Exercise goal: Copy the listing from the line with "TARGET: parked car" to the line with "(1090, 837)", replacing "instance" with "occurrence" everywhere and keeping everything else the same. Leave the pictures out.

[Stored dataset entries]
★ ★ ★ ★ ★ ★ ★

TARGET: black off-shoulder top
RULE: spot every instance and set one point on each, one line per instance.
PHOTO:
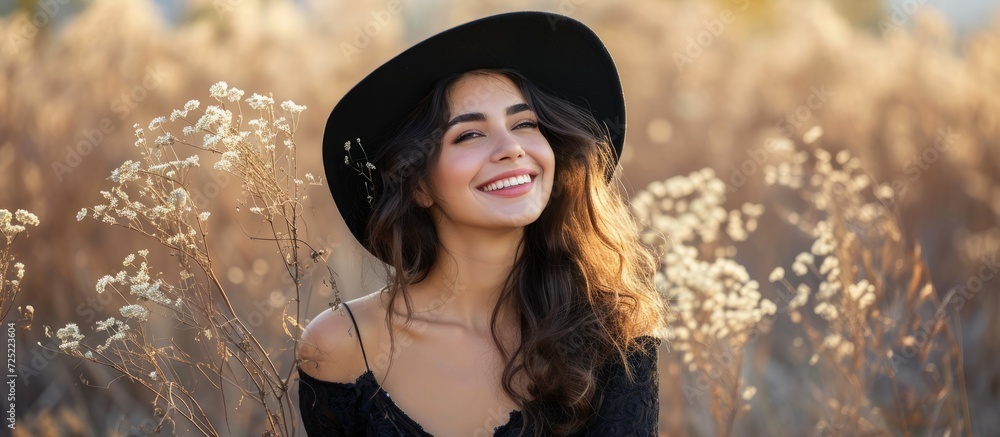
(363, 408)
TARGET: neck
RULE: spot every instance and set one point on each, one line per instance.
(463, 286)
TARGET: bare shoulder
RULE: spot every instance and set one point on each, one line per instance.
(329, 349)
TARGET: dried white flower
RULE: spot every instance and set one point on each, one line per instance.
(26, 217)
(157, 123)
(103, 283)
(257, 101)
(234, 94)
(291, 107)
(218, 90)
(777, 274)
(70, 337)
(133, 311)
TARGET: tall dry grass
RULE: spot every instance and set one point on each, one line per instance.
(897, 341)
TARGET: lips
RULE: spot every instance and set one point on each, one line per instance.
(508, 179)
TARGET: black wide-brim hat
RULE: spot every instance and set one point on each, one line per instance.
(559, 54)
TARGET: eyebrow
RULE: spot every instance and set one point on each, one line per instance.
(478, 116)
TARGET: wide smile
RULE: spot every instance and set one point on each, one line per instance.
(510, 184)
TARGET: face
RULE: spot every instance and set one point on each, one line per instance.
(495, 169)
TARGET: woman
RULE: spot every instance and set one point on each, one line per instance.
(479, 166)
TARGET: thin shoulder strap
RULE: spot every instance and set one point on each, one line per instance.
(359, 334)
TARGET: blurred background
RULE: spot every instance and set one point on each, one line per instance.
(706, 83)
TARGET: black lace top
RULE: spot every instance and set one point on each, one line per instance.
(363, 408)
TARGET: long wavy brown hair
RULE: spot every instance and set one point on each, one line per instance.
(582, 287)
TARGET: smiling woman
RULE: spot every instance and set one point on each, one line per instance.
(529, 301)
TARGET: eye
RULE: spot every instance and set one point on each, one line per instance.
(466, 135)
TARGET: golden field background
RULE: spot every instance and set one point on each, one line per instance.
(918, 107)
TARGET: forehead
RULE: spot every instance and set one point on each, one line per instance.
(477, 90)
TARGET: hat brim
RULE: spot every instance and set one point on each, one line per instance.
(559, 54)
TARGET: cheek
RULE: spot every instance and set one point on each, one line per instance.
(452, 171)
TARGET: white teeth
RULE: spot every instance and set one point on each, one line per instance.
(507, 183)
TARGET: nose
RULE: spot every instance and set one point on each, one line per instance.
(507, 148)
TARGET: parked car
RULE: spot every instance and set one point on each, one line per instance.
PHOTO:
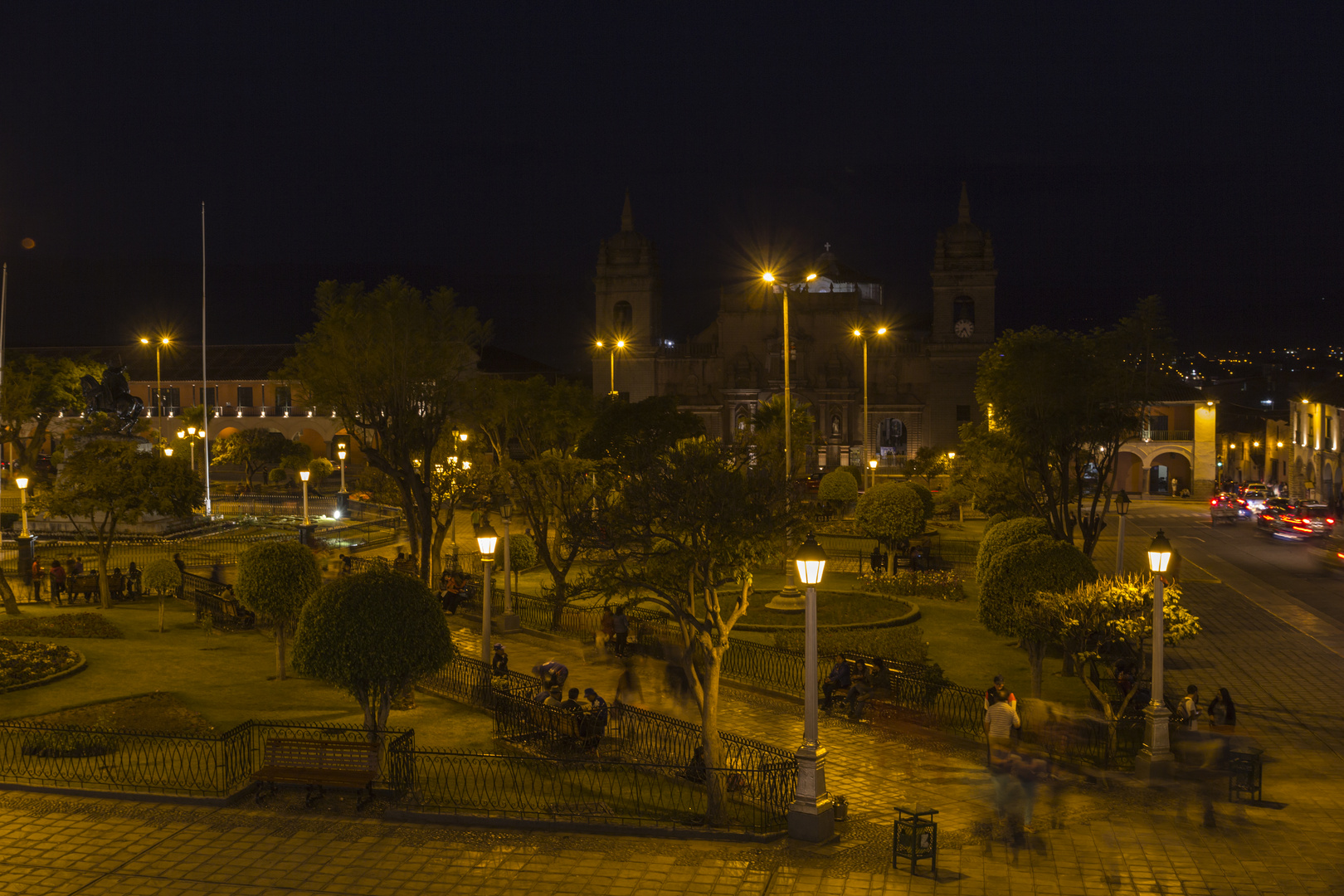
(1225, 508)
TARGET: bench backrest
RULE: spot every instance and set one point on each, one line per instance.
(323, 755)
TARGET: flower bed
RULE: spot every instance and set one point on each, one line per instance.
(74, 625)
(944, 585)
(24, 661)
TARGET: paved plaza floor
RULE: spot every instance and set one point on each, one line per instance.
(1090, 837)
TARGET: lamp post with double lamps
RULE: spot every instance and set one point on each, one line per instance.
(1155, 758)
(789, 594)
(485, 539)
(812, 813)
(864, 338)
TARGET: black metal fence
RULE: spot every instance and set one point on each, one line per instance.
(600, 791)
(149, 762)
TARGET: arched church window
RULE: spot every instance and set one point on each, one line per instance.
(962, 309)
(891, 437)
(622, 316)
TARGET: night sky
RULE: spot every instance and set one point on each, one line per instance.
(1194, 152)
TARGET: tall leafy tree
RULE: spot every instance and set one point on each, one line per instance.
(686, 533)
(37, 391)
(108, 483)
(394, 364)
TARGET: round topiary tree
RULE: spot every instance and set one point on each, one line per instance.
(838, 488)
(522, 553)
(1004, 533)
(275, 581)
(893, 514)
(163, 577)
(925, 496)
(373, 635)
(1016, 572)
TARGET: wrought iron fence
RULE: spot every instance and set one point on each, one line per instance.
(601, 791)
(147, 762)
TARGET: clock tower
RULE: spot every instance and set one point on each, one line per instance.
(962, 323)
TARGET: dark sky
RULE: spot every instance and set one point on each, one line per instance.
(1194, 152)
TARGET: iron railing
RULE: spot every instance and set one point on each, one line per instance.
(590, 791)
(149, 762)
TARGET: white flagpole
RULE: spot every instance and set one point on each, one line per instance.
(205, 429)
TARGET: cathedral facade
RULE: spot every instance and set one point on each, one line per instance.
(921, 381)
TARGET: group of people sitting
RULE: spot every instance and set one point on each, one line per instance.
(592, 718)
(67, 579)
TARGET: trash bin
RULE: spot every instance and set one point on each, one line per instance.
(916, 835)
(1244, 772)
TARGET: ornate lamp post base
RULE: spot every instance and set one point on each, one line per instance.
(1155, 761)
(812, 815)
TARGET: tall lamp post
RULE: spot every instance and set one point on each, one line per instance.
(1155, 759)
(511, 624)
(485, 539)
(863, 338)
(789, 594)
(616, 344)
(1122, 509)
(812, 813)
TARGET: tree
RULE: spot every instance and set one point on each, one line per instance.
(275, 581)
(686, 533)
(535, 429)
(37, 391)
(1014, 575)
(838, 488)
(396, 366)
(105, 483)
(162, 577)
(1116, 610)
(373, 635)
(258, 450)
(893, 514)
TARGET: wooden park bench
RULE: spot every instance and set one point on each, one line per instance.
(318, 765)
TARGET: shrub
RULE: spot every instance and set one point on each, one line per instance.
(319, 469)
(373, 635)
(1019, 570)
(1006, 533)
(838, 488)
(893, 514)
(162, 577)
(925, 496)
(275, 581)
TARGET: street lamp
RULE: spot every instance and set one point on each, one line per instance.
(22, 481)
(863, 338)
(789, 592)
(158, 382)
(485, 539)
(1122, 509)
(509, 617)
(303, 475)
(617, 344)
(812, 813)
(1155, 758)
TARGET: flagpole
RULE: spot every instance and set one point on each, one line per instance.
(205, 427)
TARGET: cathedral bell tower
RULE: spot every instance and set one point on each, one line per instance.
(629, 306)
(962, 324)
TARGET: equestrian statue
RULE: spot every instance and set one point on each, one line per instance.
(112, 397)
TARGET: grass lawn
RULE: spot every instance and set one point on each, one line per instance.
(223, 677)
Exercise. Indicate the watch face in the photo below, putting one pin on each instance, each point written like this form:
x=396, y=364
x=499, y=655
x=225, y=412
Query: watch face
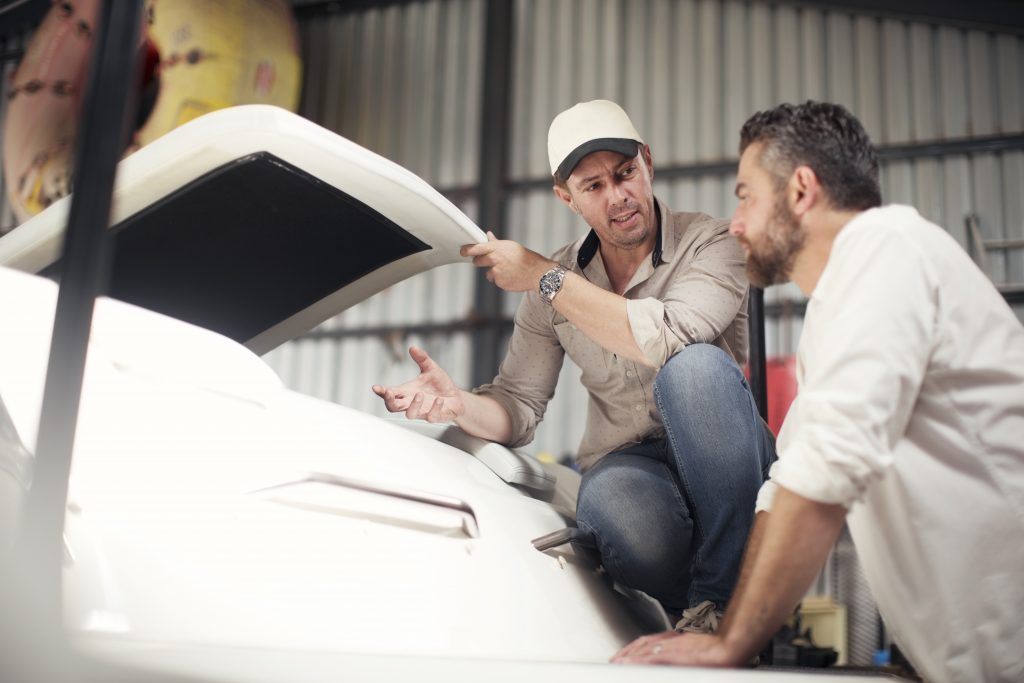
x=551, y=282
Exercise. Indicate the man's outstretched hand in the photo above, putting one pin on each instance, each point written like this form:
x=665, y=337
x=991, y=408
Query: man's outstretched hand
x=692, y=649
x=431, y=395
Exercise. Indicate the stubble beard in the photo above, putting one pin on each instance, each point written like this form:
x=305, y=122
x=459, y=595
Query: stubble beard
x=770, y=261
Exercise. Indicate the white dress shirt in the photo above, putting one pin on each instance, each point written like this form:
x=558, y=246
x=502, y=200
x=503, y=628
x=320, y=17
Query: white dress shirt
x=910, y=414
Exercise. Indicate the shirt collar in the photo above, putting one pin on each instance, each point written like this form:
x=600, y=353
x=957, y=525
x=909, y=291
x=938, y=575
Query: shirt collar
x=592, y=243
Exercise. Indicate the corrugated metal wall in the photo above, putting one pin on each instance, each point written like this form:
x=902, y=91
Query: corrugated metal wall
x=404, y=81
x=945, y=103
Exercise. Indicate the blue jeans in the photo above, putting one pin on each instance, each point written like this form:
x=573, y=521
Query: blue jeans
x=671, y=516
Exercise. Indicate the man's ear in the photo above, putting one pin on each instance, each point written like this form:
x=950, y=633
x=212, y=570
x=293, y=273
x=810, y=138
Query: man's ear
x=649, y=160
x=565, y=197
x=804, y=190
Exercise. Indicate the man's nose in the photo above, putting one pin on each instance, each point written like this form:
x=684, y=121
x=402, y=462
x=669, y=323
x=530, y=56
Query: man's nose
x=735, y=225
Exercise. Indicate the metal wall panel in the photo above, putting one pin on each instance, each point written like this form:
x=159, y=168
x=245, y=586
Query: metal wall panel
x=403, y=81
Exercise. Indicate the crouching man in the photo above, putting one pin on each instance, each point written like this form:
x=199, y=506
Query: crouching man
x=908, y=424
x=650, y=304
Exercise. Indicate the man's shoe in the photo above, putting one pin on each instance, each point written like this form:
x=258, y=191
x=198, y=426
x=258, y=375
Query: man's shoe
x=702, y=619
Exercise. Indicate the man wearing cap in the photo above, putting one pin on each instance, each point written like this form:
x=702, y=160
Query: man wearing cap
x=650, y=304
x=908, y=423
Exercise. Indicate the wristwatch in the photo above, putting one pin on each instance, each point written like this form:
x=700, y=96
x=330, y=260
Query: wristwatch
x=551, y=283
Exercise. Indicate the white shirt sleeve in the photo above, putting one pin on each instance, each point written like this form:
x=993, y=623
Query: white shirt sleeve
x=865, y=346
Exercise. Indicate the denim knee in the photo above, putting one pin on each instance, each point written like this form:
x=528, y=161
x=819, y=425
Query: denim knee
x=694, y=370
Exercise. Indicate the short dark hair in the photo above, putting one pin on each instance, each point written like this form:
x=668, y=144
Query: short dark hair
x=828, y=139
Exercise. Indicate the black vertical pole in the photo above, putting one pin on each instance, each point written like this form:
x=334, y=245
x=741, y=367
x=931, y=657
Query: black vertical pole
x=494, y=165
x=758, y=360
x=100, y=140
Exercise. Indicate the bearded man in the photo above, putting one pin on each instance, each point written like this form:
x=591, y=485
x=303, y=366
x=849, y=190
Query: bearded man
x=908, y=423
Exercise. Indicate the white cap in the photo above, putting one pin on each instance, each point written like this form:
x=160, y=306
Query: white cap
x=594, y=126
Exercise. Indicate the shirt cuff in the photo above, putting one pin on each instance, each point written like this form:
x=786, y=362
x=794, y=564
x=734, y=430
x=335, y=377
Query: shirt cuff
x=522, y=428
x=821, y=479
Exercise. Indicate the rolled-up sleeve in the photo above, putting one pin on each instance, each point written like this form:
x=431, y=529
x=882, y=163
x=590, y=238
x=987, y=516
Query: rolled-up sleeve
x=527, y=376
x=866, y=344
x=702, y=300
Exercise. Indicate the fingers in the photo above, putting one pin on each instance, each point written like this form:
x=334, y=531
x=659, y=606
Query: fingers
x=429, y=409
x=477, y=250
x=422, y=358
x=439, y=413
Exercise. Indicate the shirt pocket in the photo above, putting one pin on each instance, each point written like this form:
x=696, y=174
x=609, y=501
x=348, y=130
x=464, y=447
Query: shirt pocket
x=595, y=363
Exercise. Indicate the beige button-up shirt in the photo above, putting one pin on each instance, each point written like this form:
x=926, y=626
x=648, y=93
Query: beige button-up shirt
x=693, y=289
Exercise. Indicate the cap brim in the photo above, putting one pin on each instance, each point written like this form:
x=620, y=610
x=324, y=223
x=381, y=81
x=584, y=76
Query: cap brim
x=623, y=145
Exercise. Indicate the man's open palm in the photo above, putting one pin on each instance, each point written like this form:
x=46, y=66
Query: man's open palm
x=431, y=395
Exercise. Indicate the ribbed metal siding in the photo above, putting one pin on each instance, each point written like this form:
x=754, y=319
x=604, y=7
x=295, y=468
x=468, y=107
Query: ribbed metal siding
x=403, y=81
x=689, y=72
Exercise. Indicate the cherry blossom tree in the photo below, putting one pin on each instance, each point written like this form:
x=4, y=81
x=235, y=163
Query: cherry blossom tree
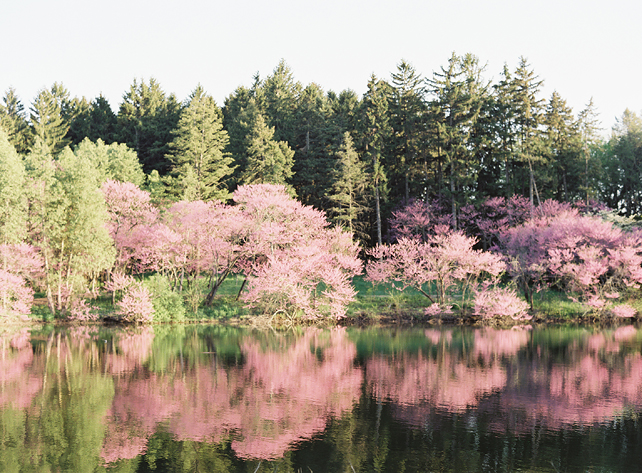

★ ★ ★ ★ ★ ★ ★

Final answer:
TARGET: parked car
RULE: spot every occurrence and set one point on each, one line per occurrence.
PHOTO:
(1225, 508)
TARGET: bench backrest
RULE: spot every occurrence and set one point on each, one line per occurrence.
(323, 755)
TARGET: flower bed
RULE: spot every occurrence and set one point on each, one line per occurrence.
(74, 625)
(944, 585)
(24, 661)
TARGET: paved plaza floor
RULE: spot every occurrence and set one point on each, one line per occurrence.
(1090, 837)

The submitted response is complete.